What is asked: Output only the lines from the one holding "of the steel" to the end of the data below, please, copied exactly.

Provided entries:
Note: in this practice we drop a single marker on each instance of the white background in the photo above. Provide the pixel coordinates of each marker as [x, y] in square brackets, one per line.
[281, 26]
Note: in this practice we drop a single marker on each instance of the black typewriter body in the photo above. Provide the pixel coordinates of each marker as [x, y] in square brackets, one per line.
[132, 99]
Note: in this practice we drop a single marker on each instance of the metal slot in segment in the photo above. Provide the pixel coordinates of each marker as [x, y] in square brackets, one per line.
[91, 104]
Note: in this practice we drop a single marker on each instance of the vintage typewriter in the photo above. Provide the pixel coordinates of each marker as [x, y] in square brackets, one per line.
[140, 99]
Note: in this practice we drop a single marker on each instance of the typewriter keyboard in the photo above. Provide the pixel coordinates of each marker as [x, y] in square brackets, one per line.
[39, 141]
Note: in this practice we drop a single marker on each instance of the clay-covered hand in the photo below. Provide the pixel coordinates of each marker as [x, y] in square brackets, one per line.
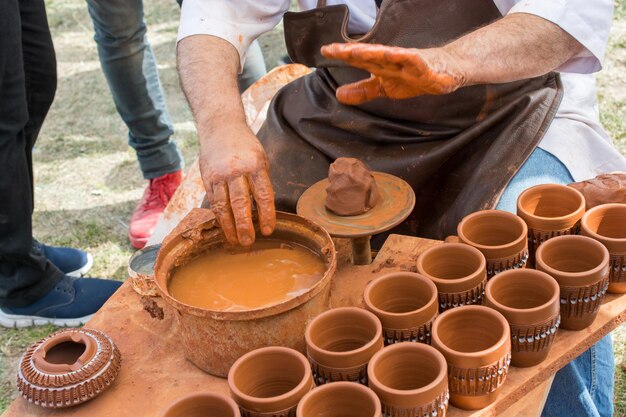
[234, 170]
[397, 73]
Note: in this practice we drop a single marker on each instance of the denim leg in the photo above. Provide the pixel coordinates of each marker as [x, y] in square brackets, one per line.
[130, 68]
[585, 386]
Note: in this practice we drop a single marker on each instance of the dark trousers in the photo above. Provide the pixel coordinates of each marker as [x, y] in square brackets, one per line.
[27, 87]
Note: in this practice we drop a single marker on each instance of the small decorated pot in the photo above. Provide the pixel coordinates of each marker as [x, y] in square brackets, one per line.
[459, 272]
[68, 367]
[340, 343]
[550, 210]
[411, 379]
[607, 224]
[405, 303]
[476, 342]
[270, 381]
[501, 236]
[581, 267]
[202, 404]
[529, 300]
[340, 399]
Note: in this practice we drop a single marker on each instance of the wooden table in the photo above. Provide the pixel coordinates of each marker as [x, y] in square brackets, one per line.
[155, 372]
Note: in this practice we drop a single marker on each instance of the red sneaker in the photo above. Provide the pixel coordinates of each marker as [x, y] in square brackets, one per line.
[149, 210]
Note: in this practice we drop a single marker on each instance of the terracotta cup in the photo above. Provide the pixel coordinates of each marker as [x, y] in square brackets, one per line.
[581, 267]
[405, 303]
[340, 399]
[202, 404]
[529, 300]
[476, 342]
[340, 343]
[607, 224]
[458, 270]
[499, 235]
[411, 379]
[550, 210]
[270, 381]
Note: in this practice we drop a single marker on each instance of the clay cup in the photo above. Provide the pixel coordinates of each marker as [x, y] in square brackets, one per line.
[270, 381]
[550, 210]
[411, 379]
[476, 342]
[202, 404]
[529, 300]
[458, 270]
[499, 235]
[340, 343]
[405, 303]
[581, 267]
[607, 224]
[340, 399]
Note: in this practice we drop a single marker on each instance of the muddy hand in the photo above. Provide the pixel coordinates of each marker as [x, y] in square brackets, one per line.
[234, 171]
[397, 73]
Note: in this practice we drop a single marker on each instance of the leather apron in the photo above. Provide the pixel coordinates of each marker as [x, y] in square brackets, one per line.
[458, 151]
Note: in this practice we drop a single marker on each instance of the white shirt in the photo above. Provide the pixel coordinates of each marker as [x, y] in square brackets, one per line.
[575, 136]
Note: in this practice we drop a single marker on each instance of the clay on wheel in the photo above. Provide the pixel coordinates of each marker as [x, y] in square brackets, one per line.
[352, 188]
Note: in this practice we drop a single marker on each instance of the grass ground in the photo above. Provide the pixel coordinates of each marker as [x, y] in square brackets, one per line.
[87, 180]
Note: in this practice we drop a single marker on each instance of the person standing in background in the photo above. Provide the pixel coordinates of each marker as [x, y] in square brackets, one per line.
[130, 68]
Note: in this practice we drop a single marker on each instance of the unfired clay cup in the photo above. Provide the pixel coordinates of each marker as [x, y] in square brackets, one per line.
[411, 379]
[550, 210]
[340, 343]
[501, 236]
[529, 300]
[458, 270]
[581, 267]
[270, 380]
[202, 404]
[476, 342]
[607, 224]
[405, 303]
[340, 399]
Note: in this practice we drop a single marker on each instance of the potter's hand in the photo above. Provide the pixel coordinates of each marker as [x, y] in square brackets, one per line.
[397, 73]
[234, 167]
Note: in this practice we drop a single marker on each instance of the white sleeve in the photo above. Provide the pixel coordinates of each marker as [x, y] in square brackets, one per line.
[239, 22]
[587, 21]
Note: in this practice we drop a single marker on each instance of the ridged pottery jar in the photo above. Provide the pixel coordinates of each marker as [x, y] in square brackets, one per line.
[607, 224]
[340, 399]
[529, 300]
[340, 343]
[501, 236]
[405, 303]
[270, 381]
[68, 367]
[476, 342]
[458, 270]
[411, 379]
[550, 210]
[213, 339]
[202, 404]
[581, 267]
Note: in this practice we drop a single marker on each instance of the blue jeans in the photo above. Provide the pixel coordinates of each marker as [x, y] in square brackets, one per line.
[585, 386]
[130, 69]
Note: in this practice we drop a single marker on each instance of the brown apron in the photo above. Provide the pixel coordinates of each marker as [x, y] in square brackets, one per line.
[458, 151]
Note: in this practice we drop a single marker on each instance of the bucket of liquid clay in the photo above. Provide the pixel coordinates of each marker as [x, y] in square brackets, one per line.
[232, 300]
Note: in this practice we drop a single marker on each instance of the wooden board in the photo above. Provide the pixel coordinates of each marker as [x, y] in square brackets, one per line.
[155, 372]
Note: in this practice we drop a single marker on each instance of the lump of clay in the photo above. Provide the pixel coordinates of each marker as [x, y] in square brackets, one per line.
[352, 188]
[606, 188]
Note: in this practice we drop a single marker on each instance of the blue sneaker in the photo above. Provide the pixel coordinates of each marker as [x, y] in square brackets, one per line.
[70, 261]
[70, 303]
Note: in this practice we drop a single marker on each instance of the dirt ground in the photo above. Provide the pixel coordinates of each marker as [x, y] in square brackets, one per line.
[87, 180]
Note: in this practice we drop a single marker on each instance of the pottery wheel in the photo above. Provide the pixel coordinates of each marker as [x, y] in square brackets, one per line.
[397, 202]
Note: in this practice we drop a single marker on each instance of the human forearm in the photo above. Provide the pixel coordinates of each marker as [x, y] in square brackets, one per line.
[515, 47]
[208, 68]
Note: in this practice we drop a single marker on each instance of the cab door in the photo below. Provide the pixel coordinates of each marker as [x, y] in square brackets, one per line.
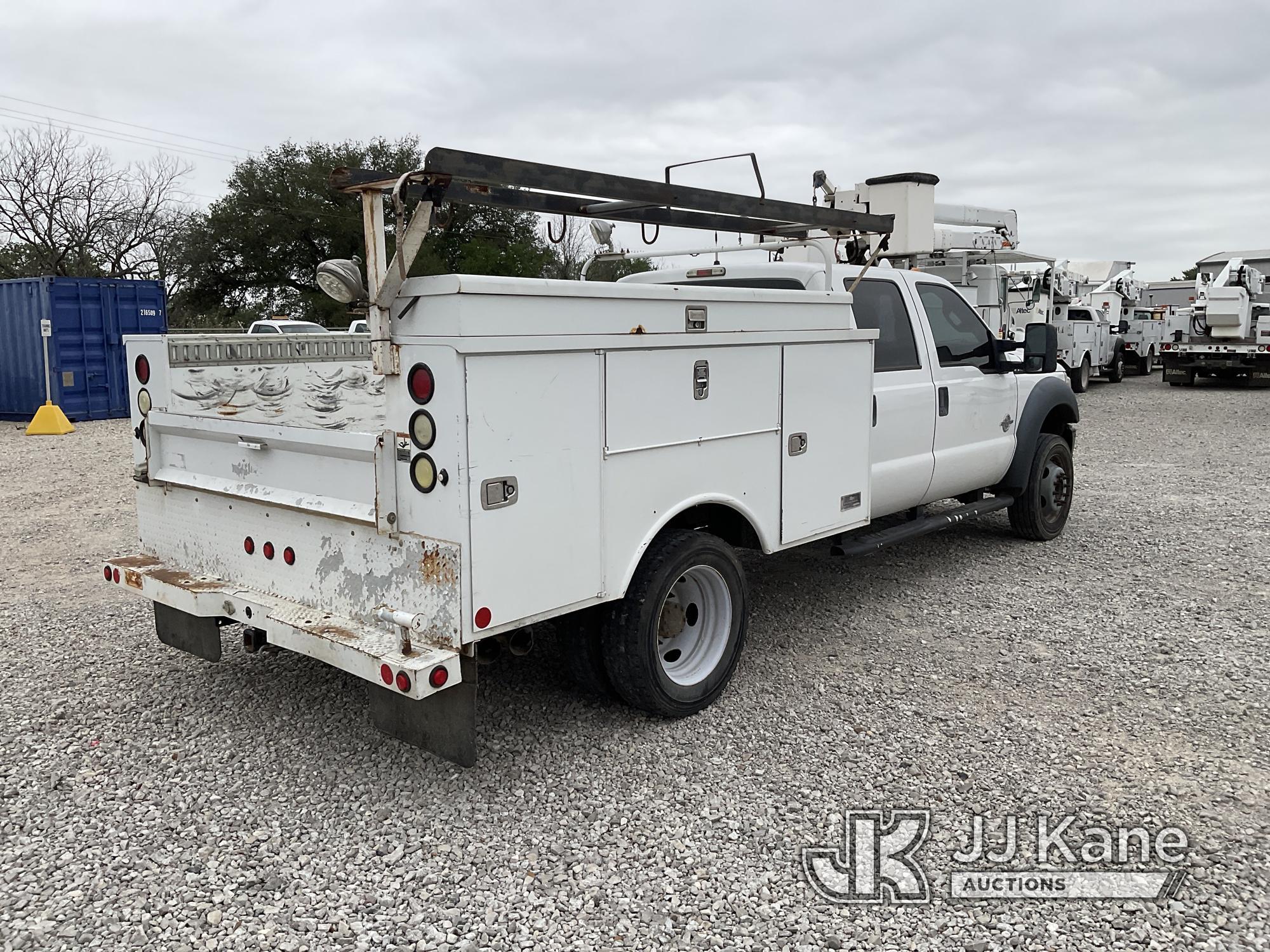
[902, 435]
[976, 406]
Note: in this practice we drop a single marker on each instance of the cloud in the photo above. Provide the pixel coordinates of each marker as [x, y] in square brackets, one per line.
[1126, 130]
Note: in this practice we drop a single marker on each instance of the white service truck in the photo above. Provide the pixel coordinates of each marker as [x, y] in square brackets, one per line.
[1139, 328]
[504, 451]
[1230, 332]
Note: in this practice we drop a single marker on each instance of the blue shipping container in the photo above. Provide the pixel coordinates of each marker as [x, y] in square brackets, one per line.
[86, 355]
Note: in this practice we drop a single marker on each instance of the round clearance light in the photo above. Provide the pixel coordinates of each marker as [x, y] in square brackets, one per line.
[421, 384]
[424, 473]
[341, 279]
[424, 430]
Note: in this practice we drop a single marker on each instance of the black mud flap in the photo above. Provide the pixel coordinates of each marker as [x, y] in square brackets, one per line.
[199, 637]
[444, 724]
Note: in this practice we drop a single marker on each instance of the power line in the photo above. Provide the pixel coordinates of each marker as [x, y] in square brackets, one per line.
[119, 138]
[120, 122]
[131, 136]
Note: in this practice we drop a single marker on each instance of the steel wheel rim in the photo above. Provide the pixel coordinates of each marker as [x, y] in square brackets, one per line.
[694, 626]
[1055, 488]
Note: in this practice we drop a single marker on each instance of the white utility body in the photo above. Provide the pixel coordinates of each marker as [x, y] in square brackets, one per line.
[505, 451]
[1229, 333]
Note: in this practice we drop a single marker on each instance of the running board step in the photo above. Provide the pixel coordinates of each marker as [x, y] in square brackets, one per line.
[869, 543]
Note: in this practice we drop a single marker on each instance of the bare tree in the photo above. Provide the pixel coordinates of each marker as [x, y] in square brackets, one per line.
[68, 209]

The completed task:
Note: in this practice we drop a single marker on each instance of the steel wheel rim in the photo above. Provide the pixel coordinates of each marker as [x, y] in square brackets, one per line.
[694, 626]
[1055, 488]
Note: in this practice we drop a single marker on each instance of the white utility body in the photo above. Provide the pixel coordinates of each marker as [x, y] in square brackets, one per line.
[505, 451]
[1229, 333]
Note: in this practice we drop a single marker on each instance of the running board step in the photo above. Provide the pixel coordinates of each marker as [x, y] in square brackets, one per line.
[869, 543]
Note: in this practice we drop a single marker on each instance of the bare tree in the photo above. Provide the pixel coordinates of each marker as [x, y] in square brackets, one per line.
[68, 209]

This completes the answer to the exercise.